BRIEF A
In the text on Erich Maria Remarque, rewrite the passage between "In 1933, Nazi" and "varied and terrible.", inclusive, changing "flames" to "fire".
BRIEF B
Recast the paragraph of the text on Erich Maria Remarque that begins "Although Remarque was himself" as a bulleted list that keeps its main facts.

Top of EXCERPTED TEXT

In 1933, Nazi students at more than 30 German universities pillaged libraries in search of books they considered to be "un-German." Among the literary and political writings they threw into the flames were the works of Erich Maria Remarque.
We count the weeks no more. It was winter when I came up, and when the shells exploded the frozen clods of earth were just as dangerous as the fragments. Now the trees are green again. Our life alternates between billets and the front. We have almost grown accustomed to it; war is a cause of death like cancer and tuberculosis, like influenza and dysentery. The deaths are merely more frequent, more varied and terrible.
—Im Westen nichts Neues (All Quiet on the Western Front), 1929
Against literary betrayal of the soldiers of the World War
For the education of the nation in the spirit of standing to battle
Erich Maria Remarque
All works published before May 1933
Among the first books singled out for banning or burning in Nazi Germany were volumes that championed pacifism and anti-militarism. No other work represented these tenets more forcibly than All Quiet on the Western Front by German author Erich Maria Remarque (1898–1970). Translated into dozens of languages, with sales exceeding 3.5 million in the first two years in Germany alone, the novel was made into a classic Hollywood film.
Although Remarque was himself a World War I veteran wounded in action, his realistic novel provoked a separate "fire oath," which branded the story of a young German soldier killed during World War I "a literary betrayal of the soldiers of the world war." Vilified by German nationalists and Nazis, particularly after the film appeared in 1930, Remarque left Germany for Switzerland in 1932 and emigrated to the United States in 1939.

Bottom of EXCERPTED TEXT
Top of LISTED RECORDS

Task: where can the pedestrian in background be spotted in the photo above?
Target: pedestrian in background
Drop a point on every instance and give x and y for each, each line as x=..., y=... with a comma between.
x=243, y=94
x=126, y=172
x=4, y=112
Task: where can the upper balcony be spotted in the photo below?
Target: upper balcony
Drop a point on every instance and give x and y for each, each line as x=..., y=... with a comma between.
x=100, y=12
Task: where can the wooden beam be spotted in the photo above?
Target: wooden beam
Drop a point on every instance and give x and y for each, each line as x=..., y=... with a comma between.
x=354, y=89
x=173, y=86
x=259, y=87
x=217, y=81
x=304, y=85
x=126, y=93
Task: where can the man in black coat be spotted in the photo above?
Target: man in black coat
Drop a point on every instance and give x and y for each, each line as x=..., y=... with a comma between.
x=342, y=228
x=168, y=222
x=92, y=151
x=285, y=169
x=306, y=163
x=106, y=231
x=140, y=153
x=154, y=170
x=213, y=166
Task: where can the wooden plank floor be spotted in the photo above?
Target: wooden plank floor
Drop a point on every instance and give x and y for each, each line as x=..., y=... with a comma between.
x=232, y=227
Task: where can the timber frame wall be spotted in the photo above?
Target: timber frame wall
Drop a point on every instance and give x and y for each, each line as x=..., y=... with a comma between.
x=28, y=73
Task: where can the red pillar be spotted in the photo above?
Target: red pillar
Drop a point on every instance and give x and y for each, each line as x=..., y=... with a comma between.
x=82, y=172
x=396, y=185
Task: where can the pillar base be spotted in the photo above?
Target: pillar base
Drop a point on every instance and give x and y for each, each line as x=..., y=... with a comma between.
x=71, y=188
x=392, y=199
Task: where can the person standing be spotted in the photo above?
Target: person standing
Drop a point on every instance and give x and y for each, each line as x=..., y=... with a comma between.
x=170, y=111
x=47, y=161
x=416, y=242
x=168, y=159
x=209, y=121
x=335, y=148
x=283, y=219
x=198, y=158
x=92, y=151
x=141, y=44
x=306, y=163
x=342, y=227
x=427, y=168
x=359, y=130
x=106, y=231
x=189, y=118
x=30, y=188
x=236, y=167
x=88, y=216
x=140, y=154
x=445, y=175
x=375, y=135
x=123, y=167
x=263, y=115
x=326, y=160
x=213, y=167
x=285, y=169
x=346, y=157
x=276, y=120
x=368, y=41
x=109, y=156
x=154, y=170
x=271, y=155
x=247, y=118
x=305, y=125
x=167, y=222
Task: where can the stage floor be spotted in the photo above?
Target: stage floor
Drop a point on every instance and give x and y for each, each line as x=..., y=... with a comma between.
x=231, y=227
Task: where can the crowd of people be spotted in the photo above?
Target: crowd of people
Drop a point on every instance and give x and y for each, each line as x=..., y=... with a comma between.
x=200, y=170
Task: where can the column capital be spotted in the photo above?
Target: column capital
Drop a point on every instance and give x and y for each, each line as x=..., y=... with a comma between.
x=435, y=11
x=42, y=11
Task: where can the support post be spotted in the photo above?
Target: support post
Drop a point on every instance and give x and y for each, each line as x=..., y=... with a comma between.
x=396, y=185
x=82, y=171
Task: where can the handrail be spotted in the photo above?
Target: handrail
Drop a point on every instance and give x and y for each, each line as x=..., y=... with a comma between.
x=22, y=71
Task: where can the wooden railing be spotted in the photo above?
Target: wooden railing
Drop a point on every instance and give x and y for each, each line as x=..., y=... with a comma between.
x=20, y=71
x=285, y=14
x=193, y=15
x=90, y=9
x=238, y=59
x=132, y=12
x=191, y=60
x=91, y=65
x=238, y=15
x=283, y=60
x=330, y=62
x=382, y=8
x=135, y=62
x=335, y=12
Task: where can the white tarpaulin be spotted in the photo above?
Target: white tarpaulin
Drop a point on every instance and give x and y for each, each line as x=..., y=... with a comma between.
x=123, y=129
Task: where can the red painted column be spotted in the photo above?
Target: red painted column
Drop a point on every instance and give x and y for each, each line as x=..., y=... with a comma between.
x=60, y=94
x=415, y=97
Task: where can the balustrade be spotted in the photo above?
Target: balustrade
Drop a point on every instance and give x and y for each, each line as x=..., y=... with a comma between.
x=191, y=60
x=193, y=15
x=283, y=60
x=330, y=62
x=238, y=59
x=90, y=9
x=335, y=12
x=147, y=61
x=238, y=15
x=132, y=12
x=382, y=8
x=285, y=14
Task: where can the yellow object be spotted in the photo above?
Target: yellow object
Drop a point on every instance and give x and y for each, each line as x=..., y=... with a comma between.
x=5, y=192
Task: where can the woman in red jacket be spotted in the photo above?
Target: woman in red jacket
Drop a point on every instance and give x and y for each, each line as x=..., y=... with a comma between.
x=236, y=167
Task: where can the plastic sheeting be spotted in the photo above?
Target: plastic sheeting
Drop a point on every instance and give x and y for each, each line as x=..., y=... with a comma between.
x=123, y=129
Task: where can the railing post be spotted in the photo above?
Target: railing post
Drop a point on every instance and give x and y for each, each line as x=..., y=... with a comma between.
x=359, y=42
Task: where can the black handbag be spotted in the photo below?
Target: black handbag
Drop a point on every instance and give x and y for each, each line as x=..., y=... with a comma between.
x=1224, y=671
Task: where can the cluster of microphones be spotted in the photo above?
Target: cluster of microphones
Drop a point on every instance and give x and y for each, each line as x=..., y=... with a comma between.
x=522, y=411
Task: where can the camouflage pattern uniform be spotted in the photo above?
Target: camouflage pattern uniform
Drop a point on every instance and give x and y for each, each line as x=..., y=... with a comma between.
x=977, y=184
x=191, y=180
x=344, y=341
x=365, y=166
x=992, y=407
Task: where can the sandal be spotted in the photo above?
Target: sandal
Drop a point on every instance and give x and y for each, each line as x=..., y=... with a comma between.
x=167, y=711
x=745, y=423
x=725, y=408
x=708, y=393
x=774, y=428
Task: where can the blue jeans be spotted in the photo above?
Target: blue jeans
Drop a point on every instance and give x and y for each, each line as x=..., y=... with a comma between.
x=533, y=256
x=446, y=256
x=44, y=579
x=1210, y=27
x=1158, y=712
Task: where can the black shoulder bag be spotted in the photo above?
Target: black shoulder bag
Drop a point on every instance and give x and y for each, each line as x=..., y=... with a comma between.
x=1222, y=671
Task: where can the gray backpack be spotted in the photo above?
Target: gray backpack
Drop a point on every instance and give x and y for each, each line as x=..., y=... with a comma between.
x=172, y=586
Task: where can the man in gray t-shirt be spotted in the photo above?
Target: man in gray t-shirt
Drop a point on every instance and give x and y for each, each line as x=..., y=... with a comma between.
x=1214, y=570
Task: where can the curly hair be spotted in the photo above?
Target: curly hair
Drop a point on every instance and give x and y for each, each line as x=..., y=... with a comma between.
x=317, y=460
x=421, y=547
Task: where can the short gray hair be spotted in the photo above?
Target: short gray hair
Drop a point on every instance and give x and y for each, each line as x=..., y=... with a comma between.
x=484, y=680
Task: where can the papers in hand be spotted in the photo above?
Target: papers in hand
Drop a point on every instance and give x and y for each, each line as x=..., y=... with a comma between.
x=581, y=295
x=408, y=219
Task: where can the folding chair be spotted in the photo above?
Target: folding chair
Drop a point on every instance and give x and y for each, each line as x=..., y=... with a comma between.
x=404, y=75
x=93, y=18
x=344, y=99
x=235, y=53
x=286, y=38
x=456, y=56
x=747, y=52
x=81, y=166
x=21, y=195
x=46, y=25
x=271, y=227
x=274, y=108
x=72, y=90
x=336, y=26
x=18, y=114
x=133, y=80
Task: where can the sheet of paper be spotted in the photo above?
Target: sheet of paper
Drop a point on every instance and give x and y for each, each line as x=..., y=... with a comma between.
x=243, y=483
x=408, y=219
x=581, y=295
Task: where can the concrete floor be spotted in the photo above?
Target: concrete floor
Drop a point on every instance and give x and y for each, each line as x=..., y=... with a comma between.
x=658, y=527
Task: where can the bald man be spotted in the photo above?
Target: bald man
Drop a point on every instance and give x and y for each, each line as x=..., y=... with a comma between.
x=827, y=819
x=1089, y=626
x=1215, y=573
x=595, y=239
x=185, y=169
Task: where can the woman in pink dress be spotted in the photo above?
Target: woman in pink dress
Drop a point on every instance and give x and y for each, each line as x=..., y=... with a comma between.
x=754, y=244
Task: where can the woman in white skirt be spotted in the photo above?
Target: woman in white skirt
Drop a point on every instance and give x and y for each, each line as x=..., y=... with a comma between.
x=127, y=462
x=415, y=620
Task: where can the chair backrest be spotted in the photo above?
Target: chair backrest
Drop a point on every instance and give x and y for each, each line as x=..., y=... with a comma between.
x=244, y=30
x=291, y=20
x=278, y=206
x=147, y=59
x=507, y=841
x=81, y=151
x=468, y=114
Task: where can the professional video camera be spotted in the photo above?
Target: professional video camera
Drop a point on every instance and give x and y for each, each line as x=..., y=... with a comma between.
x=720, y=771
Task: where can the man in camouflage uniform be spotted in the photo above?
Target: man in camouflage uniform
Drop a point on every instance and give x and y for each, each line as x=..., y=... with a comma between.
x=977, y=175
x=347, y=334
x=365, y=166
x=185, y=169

Bottom of LISTED RECORDS

TASK RESPONSE A
In 1933, Nazi students at more than 30 German universities pillaged libraries in search of books they considered to be "un-German." Among the literary and political writings they threw into the fire were the works of Erich Maria Remarque.
We count the weeks no more. It was winter when I came up, and when the shells exploded the frozen clods of earth were just as dangerous as the fragments. Now the trees are green again. Our life alternates between billets and the front. We have almost grown accustomed to it; war is a cause of death like cancer and tuberculosis, like influenza and dysentery. The deaths are merely more frequent, more varied and terrible.

TASK RESPONSE B
- Remarque was a World War I veteran who had been wounded in action.
- His realistic novel provoked a separate "fire oath." It branded the story of a young German soldier killed during World War I "a literary betrayal of the soldiers of the world war."
- German nationalists and Nazis vilified him, particularly after the film appeared in 1930.
- He left Germany for Switzerland in 1932 and emigrated to the United States in 1939.